» PROBLEM 1: State how many lines in the entries below contain the word "Mark". Give only the number.

═════ SELECTION ═════

Butcher v Dragon Flyte Farm Limited
[2013] NZHC 1735
•8 July 2013
IN THE HIGH COURT OF NEW ZEALAND WHANGAREI REGISTRY
CIV-2012-488-570 [2013] NZHC 1735
BETWEEN CARL DAVID GEORGE BUTCHER Plaintiff
ANDDRAGON FLYTE FARM LIMITED, PERI FINNIGAN AND ROY HORROCKS AS LIQUIDATORS OF DRAGON FLYTE FARM LIMITED Defendants
Hearing: 8 July 2013
Counsel CDG Butcher, plaintiff in person
K Rowe for defendants
No appearance for interested parties, AJ and RV Burgess
Judgment: 8 July 2013
ORAL JUDGMENT OF ASSOCIATE JUDGE ABBOTT
Solicitors:
McElroys, Auckland
BUTCHER v DRAGON FLYTE FARM LIMITED & ORS [2013] NZHC 1735 [8 July 2013]
[1] On 28 August 2012, Mr Carl Butcher filed an application seeking relief under s 174 of the Companies Act 1993 (the Act), as a 30 per cent shareholder in Dragon Flyte Farm Limited (in liquidation). The liquidators were named as defendants. Although the other shareholders (holders of 70 per cent of the shares) were not named as parties, they have previously appeared as interested parties.

═════ MATERIAL FOR THIS EXERCISE ═════

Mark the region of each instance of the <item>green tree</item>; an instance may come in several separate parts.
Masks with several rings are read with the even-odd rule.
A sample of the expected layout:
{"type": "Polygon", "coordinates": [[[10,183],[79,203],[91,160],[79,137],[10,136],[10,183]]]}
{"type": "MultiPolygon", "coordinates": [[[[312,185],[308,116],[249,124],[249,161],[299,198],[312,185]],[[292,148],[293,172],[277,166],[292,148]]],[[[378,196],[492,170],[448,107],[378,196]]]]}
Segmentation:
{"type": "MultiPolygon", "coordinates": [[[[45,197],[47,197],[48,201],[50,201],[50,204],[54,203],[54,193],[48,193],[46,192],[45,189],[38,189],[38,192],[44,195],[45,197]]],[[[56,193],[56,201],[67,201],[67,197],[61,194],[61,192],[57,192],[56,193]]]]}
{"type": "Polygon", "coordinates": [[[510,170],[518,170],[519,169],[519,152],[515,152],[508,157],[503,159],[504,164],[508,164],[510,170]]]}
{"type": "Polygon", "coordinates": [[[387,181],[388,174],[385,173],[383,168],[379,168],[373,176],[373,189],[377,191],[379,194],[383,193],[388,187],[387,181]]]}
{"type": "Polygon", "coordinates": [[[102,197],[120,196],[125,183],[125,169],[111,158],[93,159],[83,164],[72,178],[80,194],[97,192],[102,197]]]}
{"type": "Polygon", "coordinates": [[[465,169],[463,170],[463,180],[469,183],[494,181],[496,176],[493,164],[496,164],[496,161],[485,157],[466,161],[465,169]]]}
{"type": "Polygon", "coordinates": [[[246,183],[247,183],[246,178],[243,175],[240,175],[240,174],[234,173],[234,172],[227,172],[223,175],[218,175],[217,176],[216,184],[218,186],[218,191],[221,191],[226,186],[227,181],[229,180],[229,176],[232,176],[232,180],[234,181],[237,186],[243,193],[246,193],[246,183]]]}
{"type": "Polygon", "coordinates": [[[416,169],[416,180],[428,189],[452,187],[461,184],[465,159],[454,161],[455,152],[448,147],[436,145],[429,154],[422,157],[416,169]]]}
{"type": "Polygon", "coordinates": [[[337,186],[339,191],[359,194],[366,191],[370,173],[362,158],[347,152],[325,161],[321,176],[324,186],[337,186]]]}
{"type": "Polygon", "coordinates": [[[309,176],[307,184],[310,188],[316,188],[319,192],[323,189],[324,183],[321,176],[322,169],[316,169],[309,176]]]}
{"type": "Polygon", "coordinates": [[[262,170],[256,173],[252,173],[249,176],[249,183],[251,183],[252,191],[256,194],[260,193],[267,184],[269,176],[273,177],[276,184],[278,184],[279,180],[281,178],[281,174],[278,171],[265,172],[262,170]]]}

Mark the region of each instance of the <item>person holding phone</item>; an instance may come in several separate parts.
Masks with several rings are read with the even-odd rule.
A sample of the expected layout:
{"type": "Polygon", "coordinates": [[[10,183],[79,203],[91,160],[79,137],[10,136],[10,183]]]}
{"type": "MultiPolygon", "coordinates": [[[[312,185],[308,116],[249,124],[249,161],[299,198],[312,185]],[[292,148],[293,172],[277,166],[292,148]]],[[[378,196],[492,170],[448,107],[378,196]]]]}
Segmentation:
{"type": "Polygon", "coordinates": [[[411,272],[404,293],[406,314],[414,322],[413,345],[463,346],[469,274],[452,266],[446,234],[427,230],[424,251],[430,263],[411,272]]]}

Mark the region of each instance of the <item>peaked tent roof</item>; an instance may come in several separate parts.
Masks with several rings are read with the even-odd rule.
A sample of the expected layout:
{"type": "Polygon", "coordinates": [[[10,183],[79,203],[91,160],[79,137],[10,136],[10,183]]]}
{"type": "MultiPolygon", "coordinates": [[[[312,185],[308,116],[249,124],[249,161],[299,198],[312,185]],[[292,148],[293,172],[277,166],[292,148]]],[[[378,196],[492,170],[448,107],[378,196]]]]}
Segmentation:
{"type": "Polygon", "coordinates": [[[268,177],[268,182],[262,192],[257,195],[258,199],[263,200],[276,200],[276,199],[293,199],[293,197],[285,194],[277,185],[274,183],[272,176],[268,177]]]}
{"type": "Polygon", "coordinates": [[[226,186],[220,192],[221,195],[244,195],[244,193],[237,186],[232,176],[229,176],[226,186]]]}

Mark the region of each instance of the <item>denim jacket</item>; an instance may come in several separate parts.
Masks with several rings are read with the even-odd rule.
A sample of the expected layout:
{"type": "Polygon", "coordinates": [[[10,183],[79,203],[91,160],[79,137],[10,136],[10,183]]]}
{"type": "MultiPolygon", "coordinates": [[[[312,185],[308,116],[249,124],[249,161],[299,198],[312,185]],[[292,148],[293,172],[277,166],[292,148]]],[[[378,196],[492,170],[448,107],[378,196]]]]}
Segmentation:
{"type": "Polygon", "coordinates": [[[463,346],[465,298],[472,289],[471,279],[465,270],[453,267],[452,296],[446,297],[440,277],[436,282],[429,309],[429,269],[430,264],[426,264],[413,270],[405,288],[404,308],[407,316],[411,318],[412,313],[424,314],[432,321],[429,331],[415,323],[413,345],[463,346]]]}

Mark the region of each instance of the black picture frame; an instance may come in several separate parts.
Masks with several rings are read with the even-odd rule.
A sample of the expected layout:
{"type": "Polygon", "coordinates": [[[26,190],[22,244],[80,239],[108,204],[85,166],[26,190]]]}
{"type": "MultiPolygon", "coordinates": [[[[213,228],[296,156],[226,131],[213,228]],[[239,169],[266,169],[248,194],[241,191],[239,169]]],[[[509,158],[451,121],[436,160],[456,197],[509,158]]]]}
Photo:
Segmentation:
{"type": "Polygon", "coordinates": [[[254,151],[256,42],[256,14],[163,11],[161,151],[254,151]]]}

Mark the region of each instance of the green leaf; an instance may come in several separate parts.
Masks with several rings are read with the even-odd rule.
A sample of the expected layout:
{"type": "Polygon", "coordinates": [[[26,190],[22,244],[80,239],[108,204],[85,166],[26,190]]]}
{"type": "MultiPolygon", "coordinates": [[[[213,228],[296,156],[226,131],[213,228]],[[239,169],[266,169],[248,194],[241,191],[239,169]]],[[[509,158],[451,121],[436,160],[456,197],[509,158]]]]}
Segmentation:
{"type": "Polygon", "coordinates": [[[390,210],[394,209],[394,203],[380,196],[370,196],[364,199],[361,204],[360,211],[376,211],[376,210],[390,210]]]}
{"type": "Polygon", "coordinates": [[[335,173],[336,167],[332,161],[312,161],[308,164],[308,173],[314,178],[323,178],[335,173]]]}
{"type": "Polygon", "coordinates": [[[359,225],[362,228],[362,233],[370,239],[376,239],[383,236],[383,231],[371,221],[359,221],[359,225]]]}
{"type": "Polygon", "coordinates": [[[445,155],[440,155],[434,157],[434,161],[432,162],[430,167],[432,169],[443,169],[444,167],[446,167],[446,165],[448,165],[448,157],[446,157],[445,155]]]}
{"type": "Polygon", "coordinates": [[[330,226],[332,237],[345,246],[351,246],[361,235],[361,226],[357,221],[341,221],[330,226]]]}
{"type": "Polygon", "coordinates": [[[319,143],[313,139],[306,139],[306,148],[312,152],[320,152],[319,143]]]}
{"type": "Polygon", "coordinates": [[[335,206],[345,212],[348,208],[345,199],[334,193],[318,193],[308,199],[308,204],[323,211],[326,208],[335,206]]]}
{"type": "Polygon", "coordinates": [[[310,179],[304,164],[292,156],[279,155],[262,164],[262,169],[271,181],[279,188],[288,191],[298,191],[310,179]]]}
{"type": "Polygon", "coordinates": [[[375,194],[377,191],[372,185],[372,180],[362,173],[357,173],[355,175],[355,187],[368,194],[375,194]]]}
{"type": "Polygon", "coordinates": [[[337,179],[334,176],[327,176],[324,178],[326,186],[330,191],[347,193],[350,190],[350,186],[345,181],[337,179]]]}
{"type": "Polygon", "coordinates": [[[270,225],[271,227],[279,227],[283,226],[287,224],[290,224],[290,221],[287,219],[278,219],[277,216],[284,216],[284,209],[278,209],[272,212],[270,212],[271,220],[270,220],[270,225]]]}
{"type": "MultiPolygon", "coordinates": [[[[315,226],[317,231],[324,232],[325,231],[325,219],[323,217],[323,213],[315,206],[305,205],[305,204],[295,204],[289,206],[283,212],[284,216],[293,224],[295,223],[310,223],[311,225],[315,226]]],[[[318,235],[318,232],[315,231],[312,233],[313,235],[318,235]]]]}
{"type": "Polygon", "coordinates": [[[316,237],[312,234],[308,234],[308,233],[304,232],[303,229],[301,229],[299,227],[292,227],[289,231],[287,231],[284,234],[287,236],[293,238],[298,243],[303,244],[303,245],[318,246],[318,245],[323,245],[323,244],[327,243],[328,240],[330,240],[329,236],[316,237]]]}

═════

» PROBLEM 2: Summarize the court judgment above in two sentences.

» REPLY 1: 6

» REPLY 2: In Butcher v Dragon Flyte Farm Limited, heard in the High Court of New Zealand on 8 July 2013, Mr Carl Butcher had applied on 28 August 2012 for relief under s 174 of the Companies Act 1993 as a 30 per cent shareholder in the company, which is in liquidation. The liquidators were named as defendants, and the other shareholders, who hold 70 per cent of the shares, were not named as parties but had previously appeared as interested parties.